* begin The data *

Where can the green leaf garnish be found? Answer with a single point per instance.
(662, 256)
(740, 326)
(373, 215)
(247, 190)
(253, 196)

* end The data *

Exercise directions: Please rewrite the items above, swapping "green leaf garnish" for "herb garnish" and leaving everything else unchanged.

Task output:
Where can the herb garnish be found? Answer with a single point per instance.
(662, 256)
(740, 326)
(373, 215)
(247, 190)
(253, 196)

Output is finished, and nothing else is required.